Requirement:
Reproduce the data exactly.

(Items listed in a dataset)
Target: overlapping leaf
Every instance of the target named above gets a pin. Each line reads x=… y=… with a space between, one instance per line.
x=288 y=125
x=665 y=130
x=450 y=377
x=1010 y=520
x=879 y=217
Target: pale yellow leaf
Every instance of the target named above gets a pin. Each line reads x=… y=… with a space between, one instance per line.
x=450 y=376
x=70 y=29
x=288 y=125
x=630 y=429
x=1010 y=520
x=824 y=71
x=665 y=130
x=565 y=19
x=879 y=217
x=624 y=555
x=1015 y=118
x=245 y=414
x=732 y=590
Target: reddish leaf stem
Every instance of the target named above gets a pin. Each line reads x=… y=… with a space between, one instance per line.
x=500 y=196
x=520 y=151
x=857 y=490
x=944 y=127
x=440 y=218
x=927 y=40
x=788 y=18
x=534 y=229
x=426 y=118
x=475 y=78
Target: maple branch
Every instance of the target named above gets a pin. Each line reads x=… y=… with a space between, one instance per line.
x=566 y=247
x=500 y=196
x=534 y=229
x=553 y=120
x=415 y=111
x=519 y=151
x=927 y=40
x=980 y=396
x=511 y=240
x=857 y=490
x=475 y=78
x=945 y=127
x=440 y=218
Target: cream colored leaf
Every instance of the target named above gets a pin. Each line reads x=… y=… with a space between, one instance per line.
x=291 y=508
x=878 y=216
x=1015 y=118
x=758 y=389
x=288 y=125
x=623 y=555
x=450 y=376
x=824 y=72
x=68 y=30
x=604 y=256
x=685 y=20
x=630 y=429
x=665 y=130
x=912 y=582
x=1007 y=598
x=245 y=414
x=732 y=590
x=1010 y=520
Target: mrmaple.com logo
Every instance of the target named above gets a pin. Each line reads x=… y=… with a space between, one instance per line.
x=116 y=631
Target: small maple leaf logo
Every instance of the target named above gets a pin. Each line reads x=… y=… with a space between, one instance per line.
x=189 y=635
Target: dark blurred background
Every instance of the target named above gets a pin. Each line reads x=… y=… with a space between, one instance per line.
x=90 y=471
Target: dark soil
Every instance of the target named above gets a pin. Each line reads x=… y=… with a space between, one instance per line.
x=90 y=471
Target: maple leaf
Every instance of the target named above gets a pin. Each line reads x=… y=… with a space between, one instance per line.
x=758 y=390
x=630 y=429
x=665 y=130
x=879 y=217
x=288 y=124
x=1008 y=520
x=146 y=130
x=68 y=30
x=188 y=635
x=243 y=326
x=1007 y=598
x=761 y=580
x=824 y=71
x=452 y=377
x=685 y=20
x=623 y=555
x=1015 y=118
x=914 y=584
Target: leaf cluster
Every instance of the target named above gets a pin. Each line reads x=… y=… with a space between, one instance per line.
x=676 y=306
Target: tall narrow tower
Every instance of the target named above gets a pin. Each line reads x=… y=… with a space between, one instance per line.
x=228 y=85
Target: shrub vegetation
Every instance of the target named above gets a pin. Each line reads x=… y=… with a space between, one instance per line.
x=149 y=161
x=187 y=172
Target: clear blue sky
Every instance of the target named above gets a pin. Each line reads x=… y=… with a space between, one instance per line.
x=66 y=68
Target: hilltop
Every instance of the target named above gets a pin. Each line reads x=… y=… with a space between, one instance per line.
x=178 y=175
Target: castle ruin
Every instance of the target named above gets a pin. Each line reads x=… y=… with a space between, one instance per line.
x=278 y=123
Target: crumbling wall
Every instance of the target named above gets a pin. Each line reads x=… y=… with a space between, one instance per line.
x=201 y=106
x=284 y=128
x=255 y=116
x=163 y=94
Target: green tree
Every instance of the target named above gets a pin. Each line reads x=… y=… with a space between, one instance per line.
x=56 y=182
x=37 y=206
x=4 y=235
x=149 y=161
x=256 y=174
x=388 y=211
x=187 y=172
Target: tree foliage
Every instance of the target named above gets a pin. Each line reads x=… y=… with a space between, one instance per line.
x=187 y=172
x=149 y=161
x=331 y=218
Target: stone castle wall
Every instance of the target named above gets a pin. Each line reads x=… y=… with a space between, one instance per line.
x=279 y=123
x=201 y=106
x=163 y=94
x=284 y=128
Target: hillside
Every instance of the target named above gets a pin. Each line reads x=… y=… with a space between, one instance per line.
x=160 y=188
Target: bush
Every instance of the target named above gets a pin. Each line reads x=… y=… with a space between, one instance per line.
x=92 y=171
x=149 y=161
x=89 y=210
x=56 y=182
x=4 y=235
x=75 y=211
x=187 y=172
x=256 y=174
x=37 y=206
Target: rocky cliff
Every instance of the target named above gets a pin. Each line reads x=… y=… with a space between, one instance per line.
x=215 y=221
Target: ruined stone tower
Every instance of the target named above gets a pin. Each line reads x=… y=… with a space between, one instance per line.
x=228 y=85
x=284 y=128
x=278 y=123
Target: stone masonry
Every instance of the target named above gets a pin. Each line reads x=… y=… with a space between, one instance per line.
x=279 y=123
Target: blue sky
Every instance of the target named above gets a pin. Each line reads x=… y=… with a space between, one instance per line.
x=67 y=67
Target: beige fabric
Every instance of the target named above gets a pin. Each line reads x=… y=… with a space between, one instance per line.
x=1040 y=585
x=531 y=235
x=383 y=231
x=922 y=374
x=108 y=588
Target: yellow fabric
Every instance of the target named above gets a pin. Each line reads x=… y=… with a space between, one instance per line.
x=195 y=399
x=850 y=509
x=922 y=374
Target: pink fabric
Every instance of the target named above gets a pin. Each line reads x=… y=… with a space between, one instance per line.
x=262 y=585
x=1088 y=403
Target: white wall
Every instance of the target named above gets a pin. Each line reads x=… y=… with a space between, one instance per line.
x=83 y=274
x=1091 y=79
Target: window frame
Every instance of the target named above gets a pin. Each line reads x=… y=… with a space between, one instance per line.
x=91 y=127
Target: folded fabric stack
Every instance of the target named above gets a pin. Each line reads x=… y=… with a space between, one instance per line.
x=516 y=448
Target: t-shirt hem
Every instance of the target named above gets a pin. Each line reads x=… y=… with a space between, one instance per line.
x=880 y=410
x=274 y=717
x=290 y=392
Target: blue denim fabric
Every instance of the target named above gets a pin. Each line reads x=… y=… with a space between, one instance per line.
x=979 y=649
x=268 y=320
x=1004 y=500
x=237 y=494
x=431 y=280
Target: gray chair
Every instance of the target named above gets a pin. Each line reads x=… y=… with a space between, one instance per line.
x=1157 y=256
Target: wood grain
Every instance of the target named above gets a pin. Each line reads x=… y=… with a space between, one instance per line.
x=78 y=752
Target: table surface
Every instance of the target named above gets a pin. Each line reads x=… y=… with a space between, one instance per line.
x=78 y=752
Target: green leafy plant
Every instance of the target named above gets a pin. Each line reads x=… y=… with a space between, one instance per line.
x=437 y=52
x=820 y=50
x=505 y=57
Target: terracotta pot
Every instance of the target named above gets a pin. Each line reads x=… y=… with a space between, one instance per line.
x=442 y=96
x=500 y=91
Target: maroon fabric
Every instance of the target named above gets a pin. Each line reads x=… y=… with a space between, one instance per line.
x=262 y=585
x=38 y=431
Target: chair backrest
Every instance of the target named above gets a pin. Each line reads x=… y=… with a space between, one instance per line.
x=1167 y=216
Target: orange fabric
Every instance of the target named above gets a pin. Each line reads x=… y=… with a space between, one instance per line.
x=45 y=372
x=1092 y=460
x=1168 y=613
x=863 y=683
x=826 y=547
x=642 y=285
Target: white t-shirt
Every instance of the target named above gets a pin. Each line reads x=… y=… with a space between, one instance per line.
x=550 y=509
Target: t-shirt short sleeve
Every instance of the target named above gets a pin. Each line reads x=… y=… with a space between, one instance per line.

Result:
Target: overlapping leaf
Every instance of the target named above gets a pin. Each line reads x=… y=… with a space between, one instance per line.
x=288 y=125
x=665 y=130
x=450 y=377
x=1010 y=520
x=879 y=217
Target: pale yellow leaf
Every instance of the target named above gets a pin. Each line reads x=… y=… with a space between, one instance per line.
x=450 y=376
x=70 y=29
x=288 y=125
x=630 y=429
x=1010 y=520
x=824 y=71
x=665 y=130
x=565 y=19
x=879 y=217
x=624 y=555
x=1015 y=118
x=245 y=414
x=732 y=590
Target: reddish leaf stem
Every instance of the target named above gets a pin. Each line reads x=… y=… with a space between, one instance per line.
x=500 y=196
x=520 y=151
x=857 y=490
x=944 y=127
x=440 y=218
x=927 y=40
x=788 y=18
x=534 y=229
x=426 y=118
x=475 y=78
Target: maple branch
Every instance of the target named above gets a pin. Each line reads x=… y=… with a space between, one instance per line.
x=566 y=247
x=500 y=196
x=534 y=229
x=553 y=120
x=415 y=111
x=519 y=151
x=927 y=40
x=980 y=396
x=511 y=240
x=857 y=490
x=475 y=78
x=945 y=127
x=440 y=218
Target: cream colored leaf
Every instance of the target named above gets a pin. Each line reads x=… y=… with a space between, one instance per line.
x=291 y=508
x=878 y=216
x=1015 y=118
x=758 y=389
x=288 y=125
x=623 y=555
x=450 y=376
x=824 y=72
x=68 y=30
x=604 y=256
x=685 y=20
x=630 y=429
x=665 y=130
x=912 y=582
x=1007 y=598
x=245 y=414
x=732 y=590
x=1010 y=520
Target: mrmaple.com logo
Every instance of the target named above gets a pin. Each line reads x=… y=… with a space between, one instance per line.
x=116 y=631
Target: small maple leaf logo
Every instance of the target named above gets a pin. Each line reads x=… y=… with a space between, one instance per line.
x=189 y=635
Target: dark blurred background
Every instance of the target named above gets a pin. Each line reads x=… y=… with a space between, one instance per line.
x=90 y=471
Target: dark soil
Every instance of the target named above gets a pin. Each line reads x=… y=… with a space between, one instance per line.
x=90 y=471
Target: maple leaf
Every instance of the target named above gets a pin. Each line reads x=… y=… with a space between, one instance per line.
x=758 y=390
x=630 y=429
x=665 y=130
x=879 y=217
x=288 y=124
x=1008 y=520
x=146 y=130
x=68 y=30
x=188 y=635
x=243 y=326
x=1007 y=598
x=761 y=580
x=824 y=71
x=452 y=377
x=685 y=20
x=623 y=555
x=1015 y=118
x=914 y=584
Target: leaf cluster
Every instance of the target named above gets a pin. Each line reads x=… y=… with a space between, one instance per line.
x=676 y=306
Target: tall narrow tower
Every instance of the target named above gets a pin. Each line reads x=… y=… with a space between, one instance per line.
x=228 y=85
Target: shrub vegetation
Every instance of the target named above gets a pin. Each line reads x=… y=… with a space between, one instance per line.
x=149 y=161
x=187 y=172
Target: clear blue sky
Every instance of the target named above gets a pin. Each line reads x=… y=… with a space between, one instance per line.
x=66 y=68
Target: hilltop
Every instance of the target named above gets a pin. Each line reads x=… y=… with a space between, one instance per line.
x=178 y=175
Target: castle ruin
Every instance of the target named above gets a pin. Each line reads x=… y=… with a space between, one instance per line.
x=278 y=123
Target: crumbling wall
Every instance of the target named above gets a pin. Each line reads x=… y=… with a space between, one instance per line.
x=201 y=106
x=284 y=128
x=255 y=116
x=163 y=94
Target: green tree
Every instance of the target named above gets a pin. Each line reads x=… y=… with a space between, one instance per line.
x=56 y=182
x=37 y=206
x=4 y=235
x=149 y=161
x=256 y=174
x=388 y=211
x=187 y=172
Target: tree foliage
Every instance of the target named above gets a pin. Each line reads x=… y=… with a space between, one instance per line.
x=187 y=172
x=149 y=161
x=331 y=218
Target: stone castle wall
Every instance of the target named above gets a pin. Each line reads x=… y=… with a space between, one instance per line.
x=279 y=123
x=201 y=106
x=163 y=94
x=284 y=128
Target: hillside
Every instance of the target named above gets a pin. Each line reads x=… y=… with a space between, one instance per line.
x=160 y=188
Target: bush
Every instance of the target named above gets a pin. Each line reads x=… y=… with a space between, one instance per line.
x=92 y=171
x=149 y=161
x=89 y=210
x=56 y=182
x=4 y=235
x=75 y=211
x=187 y=172
x=256 y=174
x=37 y=206
Target: rocky cliff
Every instance of the target named above gets a pin. Each line reads x=… y=… with a space between, one instance per line.
x=215 y=221
Target: ruined stone tower
Every instance of the target named above gets a pin. Each line reads x=… y=… with a space between, one instance per line.
x=228 y=85
x=284 y=128
x=278 y=123
Target: stone masonry
Every instance of the target named above gets a pin. Each line reads x=… y=… with a space between, one instance per line.
x=279 y=123
Target: blue sky
Every instance of the target named above gets a pin. Each line reads x=… y=… with a space between, one instance per line.
x=67 y=67
Target: beige fabric
Every instance of the target named above gets a pin. Each line reads x=… y=… with a space between, one instance per line.
x=1040 y=585
x=531 y=235
x=383 y=231
x=922 y=374
x=108 y=588
Target: yellow fabric
Every instance of the target named above gets a pin. Each line reads x=… y=… with a space between, one instance per line.
x=195 y=399
x=850 y=509
x=922 y=374
Target: pink fabric
Every instance of the target named above gets a pin. Each line reads x=… y=… with a space between, one instance per line.
x=262 y=585
x=1088 y=403
Target: white wall
Every instance of the target named above gets a pin. Each line reads x=… y=… with a space between, one instance per line.
x=83 y=274
x=1091 y=79
Target: window frame
Every instance of the target named above gets a pin. Each line reads x=… y=… with a space between, one instance per line.
x=91 y=127
Target: folded fabric stack
Every instance of the target named above gets a pin. Each line reads x=… y=… with a space between, one instance per line.
x=516 y=448
Target: t-shirt hem
Every instance of the target named above gets a pin. Each line reads x=… y=… with a space between, one instance per line.
x=880 y=410
x=274 y=717
x=290 y=392
Target: blue denim fabric
Every instance of the target named above gets a pin. Each line reads x=… y=… with a space between, one instance per line.
x=979 y=649
x=268 y=320
x=1004 y=500
x=237 y=494
x=431 y=280
Target: gray chair
Every instance of the target named above gets a pin. Each line reads x=… y=… with a space between, one instance per line.
x=1157 y=256
Target: wood grain
Every instance of the target named above gets a pin. Each line reads x=… y=… with a space between, one instance per line.
x=78 y=752
Target: table surface
Every instance of the target named above gets a pin. Each line reads x=… y=… with a space between, one instance per line.
x=78 y=752
Target: green leafy plant
Every instance of the target named above gets a pin. Each line reads x=… y=… with a space between, one instance per line.
x=437 y=52
x=820 y=50
x=505 y=57
Target: terracotta pot
Every instance of the target named above gets a pin. Each line reads x=… y=… with a space between, one instance per line.
x=442 y=96
x=500 y=91
Target: maroon fabric
Every instance of the target named above gets a pin. Each line reads x=… y=… with a space between, one instance per line.
x=262 y=585
x=38 y=431
Target: chair backrest
Every instance of the target named above gets a pin. Each line reads x=… y=… with a space between, one instance per line.
x=1167 y=216
Target: orange fabric
Every instance of the target named above gets a pin. Each line reads x=… y=… with a space between, one instance per line.
x=45 y=372
x=1092 y=460
x=1168 y=613
x=863 y=683
x=826 y=547
x=642 y=285
Target: white t-shirt
Every instance of the target named above gets a pin. Each line reads x=… y=… with a space between, one instance per line.
x=550 y=509
Target: t-shirt short sleeve
Every instance of the target named above gets a pin. Each line reads x=… y=… with a space between, one instance per line.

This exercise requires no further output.